GIVEN TASK 1: In the kennel thread, about how much did the finished kennel cost its builders?
GIVEN TASK 2: Copy the kennel thread from "AHH good deal!" to "does four kennels.".
GIVEN TASK 3: Carry the kennel thread on after its final post.

PASSAGE TO READ:
# Kennel project complete!!!



## MADBood (May 31, 2008)

Here is our kennel after six hot days of work. My wife and I built this ourselves with no previous deck building skills, I think we did okay. We decided to use composite flooring, which I feel is the easiest to maintain. We used Ondura corregated panels for the roofing (same stuff Pizza Hut uses) which keeps our beloved bullies shaded and rain free. What do you guys think?


----------



## OldFortKennels (Mar 10, 2006)

I think it looks great and a serious but worthy investment. The ONLY concern I have is if you ever get dogs with strong DA there is nothing to separate them. Looks great though!! A+!!

Do you have a place to excersize them? All in all very professional looking.


----------



## MADBood (May 31, 2008)

Yes, we have around 3 acres for them to exercise, depending on what our dogs enjoy doing, we will get them into agility and weight pulling. As far DA goes, I used two panels to seperate all the runs with enough gap between them to slide in some plyboard if fence fighting becomes an issue.


----------



## OldFortKennels (Mar 10, 2006)

AHH good deal! We are in the works talking about relocating AGAIN. I have lived on land for the last 9 years but recently we moved to the city, been here 8 months and ready to get OUT!!! We have a place in mind.


----------



## BedlamBully (Jun 6, 2008)

That looks awsome. I have been looking into a welded kennel set up. Found one for about 1500 that does four kennels.
That looks great...ideas are forming!

OFK you need to get outta the city! What possesed you to move there? lol


----------



## Sydney (Aug 14, 2007)

That looks awesome!! I like the idea of leaving room for visual separation if needed!!

If you don't mind me asking, and don't feel obligated to tell...I was just curious how much something like that cost you???


----------



## Mr.lee (Aug 2, 2008)

you have mad skills 
its like pro built


----------



## BedlamBully (Jun 6, 2008)

Also I am curious, the decking won't eventually rot? from all the urine and poo?


----------



## MADBood (May 31, 2008)

Sydney said:


> That looks awesome!! I like the idea of leaving room for visual separation if needed!!
> 
> If you don't mind me asking, and don't feel obligated to tell...I was just curious how much something like that cost you???


Thanks alot!...yeah we figured fence fighting could be an issue, plus we don't won't any accidental breedings through the fence. We will keep males in every other run to avoid aggressive tendencies but you can't be careful enough. All in all it cost us around 5 grand, but will pay for itself in 15-20 years...ha ha



BedlamBully said:


> Also I am curious, the decking won't eventually rot? from all the urine and poo?


Nope. Composite flooring is is a mixture of plastic and wood....the water pretty much beads up on it, so I don't see urine causing any rotting. Mildew seems to be the only issue people have with composite but that can be prevented by cleaning regularly with a dog safe cleaner. It takes only 10 minutes to hose off the entire run. Once a week I plan to scrub the runs out and I will hose them out once a day if not twice. So far it seems to be very low maintenace.

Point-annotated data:

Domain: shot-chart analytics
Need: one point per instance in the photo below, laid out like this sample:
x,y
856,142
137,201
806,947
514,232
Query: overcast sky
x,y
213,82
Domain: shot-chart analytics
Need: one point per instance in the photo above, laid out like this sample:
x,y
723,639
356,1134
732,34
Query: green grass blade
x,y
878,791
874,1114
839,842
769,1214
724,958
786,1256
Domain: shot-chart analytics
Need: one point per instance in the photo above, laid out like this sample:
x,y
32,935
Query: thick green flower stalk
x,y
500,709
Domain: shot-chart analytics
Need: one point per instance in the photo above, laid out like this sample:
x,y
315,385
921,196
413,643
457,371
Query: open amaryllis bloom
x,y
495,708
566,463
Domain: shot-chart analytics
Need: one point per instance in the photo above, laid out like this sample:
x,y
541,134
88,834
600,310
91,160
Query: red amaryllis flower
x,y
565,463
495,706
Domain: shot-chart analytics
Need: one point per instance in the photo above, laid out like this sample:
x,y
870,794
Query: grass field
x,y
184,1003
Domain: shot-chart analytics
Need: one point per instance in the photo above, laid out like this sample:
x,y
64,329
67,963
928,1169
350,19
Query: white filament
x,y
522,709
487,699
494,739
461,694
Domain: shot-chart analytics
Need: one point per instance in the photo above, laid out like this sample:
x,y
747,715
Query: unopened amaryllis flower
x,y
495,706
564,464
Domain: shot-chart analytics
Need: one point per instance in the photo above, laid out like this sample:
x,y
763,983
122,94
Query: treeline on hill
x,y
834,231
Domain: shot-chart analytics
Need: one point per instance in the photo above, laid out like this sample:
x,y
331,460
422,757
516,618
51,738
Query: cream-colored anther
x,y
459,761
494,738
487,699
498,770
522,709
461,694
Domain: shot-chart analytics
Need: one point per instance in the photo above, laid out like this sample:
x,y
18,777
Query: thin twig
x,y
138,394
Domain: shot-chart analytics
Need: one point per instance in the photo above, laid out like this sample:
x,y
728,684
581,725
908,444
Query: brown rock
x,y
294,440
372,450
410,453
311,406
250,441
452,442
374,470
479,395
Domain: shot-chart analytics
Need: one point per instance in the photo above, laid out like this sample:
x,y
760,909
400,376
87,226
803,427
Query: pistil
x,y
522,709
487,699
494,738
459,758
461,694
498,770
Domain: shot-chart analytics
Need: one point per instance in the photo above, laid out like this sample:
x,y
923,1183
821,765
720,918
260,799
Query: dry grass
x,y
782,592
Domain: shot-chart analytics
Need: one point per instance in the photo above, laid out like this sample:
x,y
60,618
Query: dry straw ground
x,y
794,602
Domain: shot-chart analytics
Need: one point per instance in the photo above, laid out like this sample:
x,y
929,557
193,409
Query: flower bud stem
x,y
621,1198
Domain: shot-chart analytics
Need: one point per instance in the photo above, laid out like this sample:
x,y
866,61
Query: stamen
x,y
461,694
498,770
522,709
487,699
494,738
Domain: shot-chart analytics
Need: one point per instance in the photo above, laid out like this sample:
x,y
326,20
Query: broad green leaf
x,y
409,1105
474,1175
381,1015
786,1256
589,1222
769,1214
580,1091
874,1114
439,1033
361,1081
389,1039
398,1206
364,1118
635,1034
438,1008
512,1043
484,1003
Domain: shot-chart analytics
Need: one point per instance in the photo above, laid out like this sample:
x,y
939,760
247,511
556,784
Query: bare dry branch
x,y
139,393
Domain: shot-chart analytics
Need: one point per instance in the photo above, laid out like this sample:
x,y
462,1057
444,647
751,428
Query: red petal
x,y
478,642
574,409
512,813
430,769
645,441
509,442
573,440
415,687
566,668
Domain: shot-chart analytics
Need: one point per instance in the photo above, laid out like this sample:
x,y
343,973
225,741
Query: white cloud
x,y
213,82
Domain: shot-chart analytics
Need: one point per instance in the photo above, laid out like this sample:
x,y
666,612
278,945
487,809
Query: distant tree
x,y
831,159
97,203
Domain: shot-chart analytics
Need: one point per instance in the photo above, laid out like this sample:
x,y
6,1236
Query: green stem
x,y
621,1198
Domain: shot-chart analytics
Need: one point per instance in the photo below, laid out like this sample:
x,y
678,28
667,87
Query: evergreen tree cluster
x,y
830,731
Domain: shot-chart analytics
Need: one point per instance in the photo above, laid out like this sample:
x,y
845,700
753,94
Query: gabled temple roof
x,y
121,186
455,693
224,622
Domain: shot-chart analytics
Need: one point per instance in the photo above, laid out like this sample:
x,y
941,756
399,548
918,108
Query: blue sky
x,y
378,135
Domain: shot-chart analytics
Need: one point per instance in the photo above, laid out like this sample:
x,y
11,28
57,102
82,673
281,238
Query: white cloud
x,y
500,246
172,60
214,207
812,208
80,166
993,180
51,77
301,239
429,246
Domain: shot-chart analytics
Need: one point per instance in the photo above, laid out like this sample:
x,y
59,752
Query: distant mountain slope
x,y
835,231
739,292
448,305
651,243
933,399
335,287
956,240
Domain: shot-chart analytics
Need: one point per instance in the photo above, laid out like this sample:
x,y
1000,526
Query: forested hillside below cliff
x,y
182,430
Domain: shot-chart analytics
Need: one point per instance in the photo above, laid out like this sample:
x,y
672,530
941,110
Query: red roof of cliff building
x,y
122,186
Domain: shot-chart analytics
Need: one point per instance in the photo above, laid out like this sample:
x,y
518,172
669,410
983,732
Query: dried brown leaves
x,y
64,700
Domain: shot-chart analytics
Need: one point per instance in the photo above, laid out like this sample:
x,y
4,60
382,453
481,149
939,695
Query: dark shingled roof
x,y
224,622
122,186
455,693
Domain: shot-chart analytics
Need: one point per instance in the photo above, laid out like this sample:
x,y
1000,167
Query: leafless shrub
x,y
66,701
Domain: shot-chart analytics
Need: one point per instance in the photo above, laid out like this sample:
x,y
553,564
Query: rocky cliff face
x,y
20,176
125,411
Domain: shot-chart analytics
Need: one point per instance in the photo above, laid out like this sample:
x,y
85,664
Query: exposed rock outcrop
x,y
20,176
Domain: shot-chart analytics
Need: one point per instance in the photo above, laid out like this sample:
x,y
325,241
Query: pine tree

TASK RESPONSE 1: Around 5 grand.

TASK RESPONSE 2:
AHH good deal! We are in the works talking about relocating AGAIN. I have lived on land for the last 9 years but recently we moved to the city, been here 8 months and ready to get OUT!!! We have a place in mind.


----------



## BedlamBully (Jun 6, 2008)

That looks awsome. I have been looking into a welded kennel set up. Found one for about 1500 that does four kennels.

TASK RESPONSE 3:
----------



## buzhunter (Sep 3, 2007)

Wow! I'm impressed. Very nice set up.


----------



## pitbulllover27870 (Jul 6, 2008)

looks awesome!!! im jelous lol


----------



## sw_df27 (Feb 16, 2007)

That is awesome looking!!!!!!!! are you starting a kennel or shelter sorry if you already told everyone I'm kinda slow today lol


----------



## MADBood (May 31, 2008)

Thanks guys for all the compliments. We worked very hard on it and I think it looks better than we imagined it would. We can only try to do as much for our dogs as they do for us, they deserve the very best. 



sw_df27 said:


> That is awesome looking!!!!!!!! are you starting a kennel or shelter sorry if you already told everyone I'm kinda slow today lol


 We are starting a kennel but are waiting to see how the dogs turn out before doing any breeding and even then it will be on a limited basis. We breed mostly for our own stock but may have a few pups available next spring/summer. We're hoping to get some more good working dogs in here and start weight pulling or agility training soon.


----------



## ericschevy (Nov 10, 2006)

Looks awesome, just would like to give you a tip though, it might be a good idea to leave a little space between the cages..JMHO


----------



## bahamutt99 (May 14, 2008)

I would imagine if the dogs get tired of looking at each other that you could put something along the inside walls to block their field of vision. Might destroy the beauty of the structure, though. That's a nice set-up. The only thing I would add is automatic waterers, but I like to dream. LOL!


----------



## RonnyMc "Jaymo's Dad" (Aug 7, 2008)

I dream of this setup! Great job man.


----------



## betty90278 (May 30, 2008)

wow that would be my dream to have something like that !!!!! Im jealious !


----------



## Bleu Clair (Jun 14, 2008)

Looks great! Good idea on leaving a gap to slide the plyboard in if need be. Good luck with the kennel!


----------



## pitking2 (Aug 26, 2008)

Wow! I'm impressed. Thinking about doing something similar. Nice Work!!!


----------



## Juggalette17 (Jul 2, 2008)

Thats awesome wanna build me one???


----------



## ssmurf10 (Jul 17, 2008)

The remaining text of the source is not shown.